Records drawn from a dataset
——

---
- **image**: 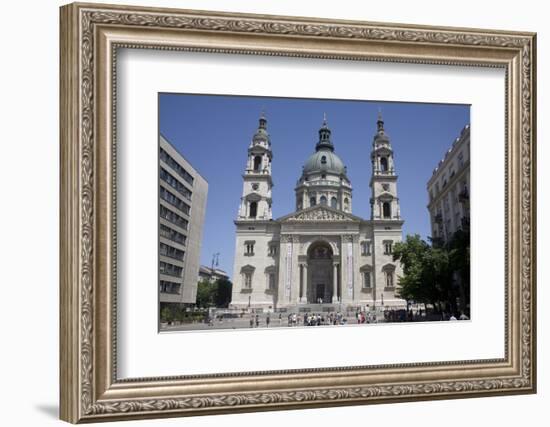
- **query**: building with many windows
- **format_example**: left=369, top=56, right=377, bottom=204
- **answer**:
left=230, top=112, right=406, bottom=311
left=198, top=265, right=230, bottom=283
left=427, top=125, right=470, bottom=243
left=159, top=135, right=208, bottom=310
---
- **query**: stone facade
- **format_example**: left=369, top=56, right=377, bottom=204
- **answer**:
left=159, top=135, right=208, bottom=307
left=230, top=113, right=406, bottom=311
left=427, top=125, right=470, bottom=243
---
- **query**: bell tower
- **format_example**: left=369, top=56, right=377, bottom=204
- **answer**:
left=237, top=112, right=273, bottom=220
left=370, top=111, right=401, bottom=221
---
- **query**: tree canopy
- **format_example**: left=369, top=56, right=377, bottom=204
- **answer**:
left=196, top=278, right=233, bottom=308
left=392, top=230, right=470, bottom=315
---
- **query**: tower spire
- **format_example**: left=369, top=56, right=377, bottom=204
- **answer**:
left=377, top=108, right=384, bottom=132
left=253, top=109, right=270, bottom=145
left=258, top=109, right=267, bottom=129
left=370, top=111, right=400, bottom=221
left=238, top=113, right=273, bottom=220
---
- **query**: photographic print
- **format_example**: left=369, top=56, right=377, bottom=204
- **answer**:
left=158, top=94, right=471, bottom=331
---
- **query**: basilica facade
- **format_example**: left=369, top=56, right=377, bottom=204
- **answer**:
left=230, top=112, right=406, bottom=311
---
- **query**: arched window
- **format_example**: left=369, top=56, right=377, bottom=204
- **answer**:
left=383, top=202, right=391, bottom=218
left=343, top=197, right=349, bottom=212
left=321, top=155, right=327, bottom=164
left=320, top=195, right=327, bottom=205
left=380, top=157, right=388, bottom=172
left=249, top=201, right=258, bottom=218
left=310, top=197, right=316, bottom=207
left=330, top=197, right=337, bottom=209
left=253, top=156, right=262, bottom=171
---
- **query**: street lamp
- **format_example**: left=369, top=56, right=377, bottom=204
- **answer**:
left=210, top=252, right=220, bottom=282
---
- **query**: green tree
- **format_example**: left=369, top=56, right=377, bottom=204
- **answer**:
left=393, top=234, right=454, bottom=313
left=196, top=279, right=216, bottom=308
left=448, top=228, right=470, bottom=315
left=393, top=231, right=470, bottom=316
left=214, top=278, right=233, bottom=308
left=195, top=278, right=234, bottom=308
left=160, top=306, right=173, bottom=323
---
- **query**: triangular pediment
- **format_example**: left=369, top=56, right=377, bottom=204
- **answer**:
left=277, top=205, right=362, bottom=223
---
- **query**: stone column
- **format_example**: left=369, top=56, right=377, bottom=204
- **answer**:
left=332, top=263, right=339, bottom=303
left=299, top=264, right=305, bottom=303
left=302, top=263, right=308, bottom=303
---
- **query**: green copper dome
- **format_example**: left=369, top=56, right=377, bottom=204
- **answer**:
left=302, top=115, right=347, bottom=176
left=303, top=150, right=346, bottom=175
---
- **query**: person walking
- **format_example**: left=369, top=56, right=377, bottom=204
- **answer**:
left=266, top=313, right=271, bottom=327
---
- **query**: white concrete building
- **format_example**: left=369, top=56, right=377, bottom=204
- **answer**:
left=230, top=112, right=406, bottom=312
left=198, top=265, right=229, bottom=283
left=159, top=135, right=208, bottom=309
left=427, top=125, right=470, bottom=243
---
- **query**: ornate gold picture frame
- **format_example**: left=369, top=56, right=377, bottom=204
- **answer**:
left=60, top=2, right=536, bottom=423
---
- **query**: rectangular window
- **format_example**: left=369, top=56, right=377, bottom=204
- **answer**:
left=160, top=147, right=194, bottom=185
left=383, top=241, right=393, bottom=255
left=244, top=242, right=255, bottom=256
left=159, top=242, right=185, bottom=261
left=159, top=280, right=181, bottom=294
left=244, top=272, right=252, bottom=288
left=268, top=244, right=277, bottom=256
left=268, top=273, right=275, bottom=289
left=160, top=187, right=191, bottom=214
left=160, top=167, right=193, bottom=201
left=159, top=261, right=183, bottom=278
left=159, top=223, right=186, bottom=245
left=361, top=241, right=371, bottom=256
left=385, top=271, right=394, bottom=288
left=363, top=272, right=371, bottom=288
left=160, top=205, right=188, bottom=230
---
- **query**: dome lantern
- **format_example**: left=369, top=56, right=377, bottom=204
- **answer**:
left=315, top=113, right=334, bottom=152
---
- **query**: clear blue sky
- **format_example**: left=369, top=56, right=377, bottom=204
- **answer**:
left=159, top=94, right=470, bottom=276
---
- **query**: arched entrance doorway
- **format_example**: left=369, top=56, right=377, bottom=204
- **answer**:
left=307, top=241, right=333, bottom=303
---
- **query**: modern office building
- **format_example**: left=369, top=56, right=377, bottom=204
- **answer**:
left=159, top=135, right=208, bottom=310
left=427, top=125, right=470, bottom=243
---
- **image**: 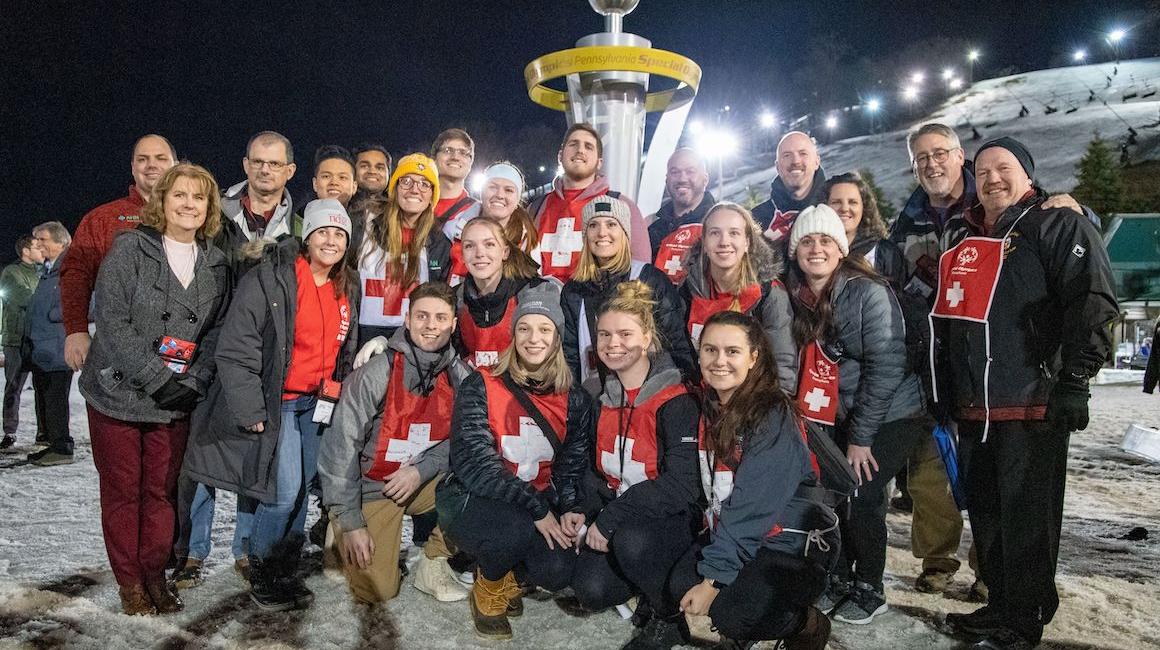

——

*EXERCISE REQUIREMENTS*
Set down exactly and only the lines from the start of the entries above through the line containing "- **query**: street lamp", both ends included, omitting the pictures.

*RESULT FOR THIS EXERCISE*
---
- **image**: 
- **query**: building with many windows
- **format_example**: left=369, top=56, right=377, bottom=204
- **answer**:
left=230, top=112, right=406, bottom=311
left=198, top=265, right=230, bottom=283
left=427, top=125, right=470, bottom=243
left=159, top=135, right=208, bottom=310
---
- **query**: stone facade
- **format_example**: left=369, top=56, right=377, bottom=204
- **answer**:
left=159, top=135, right=208, bottom=307
left=230, top=113, right=406, bottom=311
left=427, top=125, right=470, bottom=243
---
- **query**: bell tower
- **format_example**: left=369, top=56, right=377, bottom=204
- **answer**:
left=237, top=112, right=273, bottom=220
left=370, top=111, right=401, bottom=221
---
- **query**: tree canopy
- **format_example**: left=369, top=56, right=377, bottom=204
- **answer**:
left=196, top=278, right=233, bottom=308
left=392, top=230, right=470, bottom=315
---
- **query**: tower spire
- **format_example**: left=369, top=56, right=377, bottom=204
- **answer**:
left=377, top=108, right=384, bottom=132
left=253, top=109, right=270, bottom=145
left=258, top=109, right=267, bottom=129
left=370, top=111, right=400, bottom=221
left=238, top=113, right=273, bottom=220
---
- **query**: photographic print
- **format_example**: left=369, top=56, right=377, bottom=204
- **answer**:
left=158, top=94, right=471, bottom=331
---
- **query**: basilica facade
- **format_example**: left=369, top=56, right=377, bottom=204
- **answer**:
left=230, top=112, right=406, bottom=311
---
- **query**: arched window
- **format_example**: left=369, top=56, right=377, bottom=204
- **answer**:
left=383, top=202, right=391, bottom=218
left=343, top=197, right=349, bottom=212
left=321, top=155, right=327, bottom=164
left=320, top=195, right=327, bottom=205
left=380, top=157, right=388, bottom=172
left=249, top=201, right=258, bottom=218
left=310, top=197, right=316, bottom=207
left=330, top=197, right=337, bottom=209
left=253, top=156, right=262, bottom=171
---
- **query**: street lamp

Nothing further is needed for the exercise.